Identify every line in the records below that contains the string "target", and copy each of those lines in full.

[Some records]
#####
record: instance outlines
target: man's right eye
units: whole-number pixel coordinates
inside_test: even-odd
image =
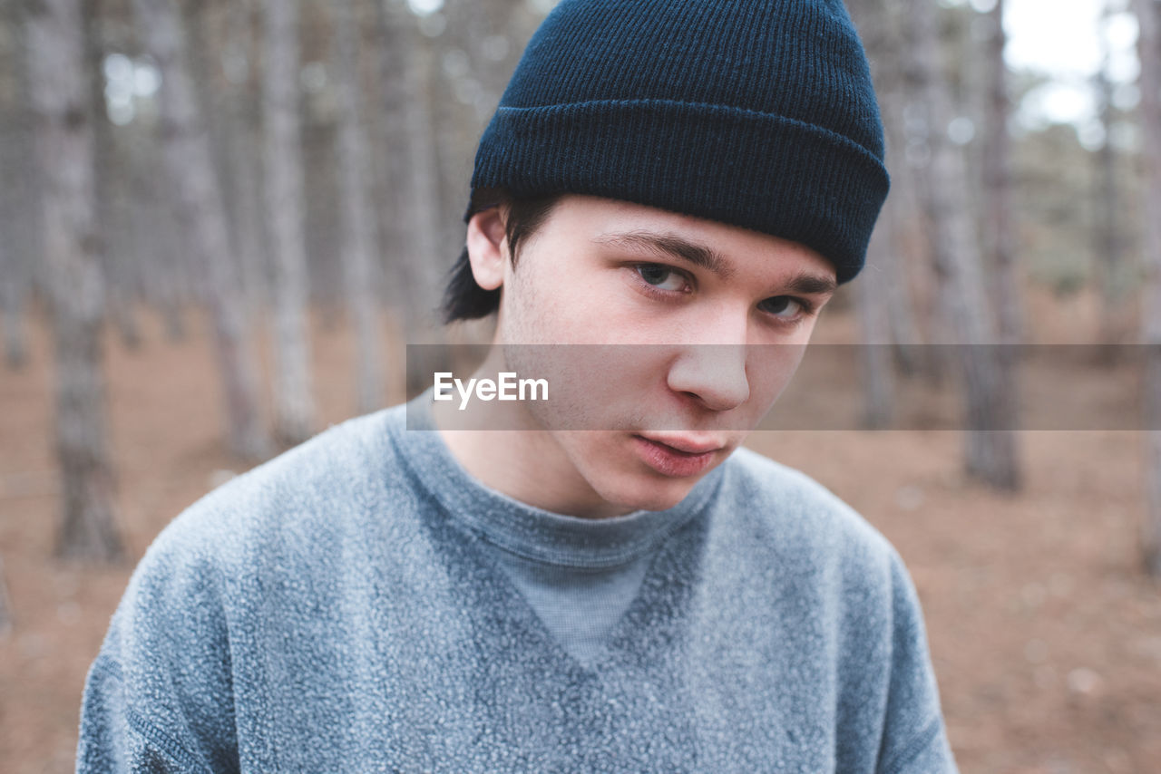
[[[661,263],[641,263],[634,268],[646,283],[658,290],[680,292],[687,285],[684,276]]]

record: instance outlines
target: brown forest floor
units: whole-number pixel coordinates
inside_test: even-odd
[[[1040,341],[1084,341],[1084,297],[1037,297]],[[107,346],[120,526],[131,557],[185,506],[237,470],[219,444],[217,382],[204,326]],[[816,340],[849,341],[849,314]],[[51,558],[57,480],[46,333],[33,361],[0,368],[0,557],[15,627],[0,637],[0,769],[72,771],[85,673],[131,563]],[[351,414],[353,339],[313,328],[322,426]],[[398,361],[395,361],[398,362]],[[1029,389],[1125,386],[1077,363],[1026,375]],[[812,400],[849,405],[835,379]],[[930,392],[932,388],[928,388]],[[931,398],[932,396],[928,396]],[[936,404],[943,396],[933,397]],[[961,434],[764,432],[751,446],[806,470],[899,548],[923,601],[952,746],[965,774],[1161,771],[1161,587],[1138,569],[1141,444],[1127,431],[1025,432],[1025,490],[991,493],[960,473]]]

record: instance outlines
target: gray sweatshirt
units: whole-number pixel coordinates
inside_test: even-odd
[[[398,406],[158,536],[78,771],[956,766],[907,571],[819,484],[738,450],[670,511],[572,519],[484,487]]]

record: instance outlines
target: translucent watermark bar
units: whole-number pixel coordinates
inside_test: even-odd
[[[1004,361],[1011,386],[990,395],[1010,407],[969,410],[968,379]],[[434,408],[445,429],[865,429],[873,363],[877,429],[1161,429],[1144,399],[1155,345],[409,345],[425,406],[408,426]]]

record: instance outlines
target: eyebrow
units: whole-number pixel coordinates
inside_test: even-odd
[[[628,248],[644,248],[649,252],[676,256],[713,272],[723,280],[734,275],[734,268],[724,258],[715,253],[705,245],[675,237],[673,234],[659,234],[651,231],[630,231],[627,233],[603,234],[593,239],[601,245],[613,245]],[[800,272],[786,283],[786,289],[791,292],[806,296],[829,296],[838,288],[834,277]]]
[[[651,231],[630,231],[628,233],[603,234],[593,239],[601,245],[614,245],[619,247],[644,248],[651,253],[676,256],[713,272],[723,280],[734,275],[734,269],[721,255],[697,243],[675,237],[673,234],[661,234]]]

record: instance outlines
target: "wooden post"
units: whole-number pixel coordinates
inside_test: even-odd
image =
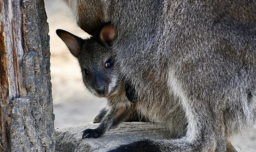
[[[43,0],[0,0],[0,151],[54,150]]]

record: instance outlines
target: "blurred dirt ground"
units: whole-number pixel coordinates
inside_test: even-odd
[[[84,38],[88,35],[76,26],[57,0],[45,0],[48,17],[51,52],[51,70],[55,128],[92,122],[106,105],[104,99],[92,96],[83,85],[81,72],[73,57],[55,33],[64,29]],[[238,151],[256,152],[256,129],[244,138],[234,137],[232,143]]]

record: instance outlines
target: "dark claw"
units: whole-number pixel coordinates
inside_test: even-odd
[[[100,133],[96,129],[87,129],[83,131],[82,139],[90,138],[91,137],[95,138],[100,136]]]

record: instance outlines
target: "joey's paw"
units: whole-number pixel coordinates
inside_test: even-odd
[[[90,138],[92,137],[95,138],[99,137],[101,135],[96,129],[87,129],[84,130],[83,132],[83,136],[82,137],[83,139],[85,138]]]

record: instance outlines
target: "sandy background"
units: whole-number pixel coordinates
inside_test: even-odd
[[[82,37],[88,35],[76,26],[64,7],[56,0],[45,0],[49,23],[51,70],[55,128],[92,122],[106,105],[103,98],[92,96],[83,86],[80,68],[64,43],[55,33],[64,29]],[[238,151],[256,152],[256,129],[244,138],[234,138]]]

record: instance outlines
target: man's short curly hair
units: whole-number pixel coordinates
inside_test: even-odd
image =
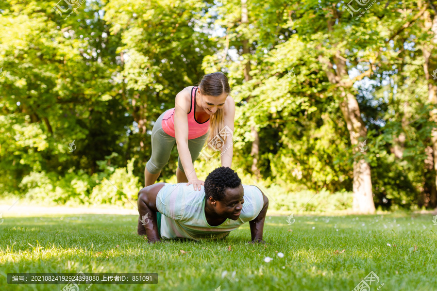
#####
§ RESPONSE FOR THIS EXERCISE:
target: man's right eye
target: brown forest floor
target: gray sweatshirt
target: translucent watermark bar
target: eyebrow
target: "wooden post"
target: "blurred dirt ground"
target: "dark claw"
target: "joey's paw"
target: "sandy background"
target: man's short curly hair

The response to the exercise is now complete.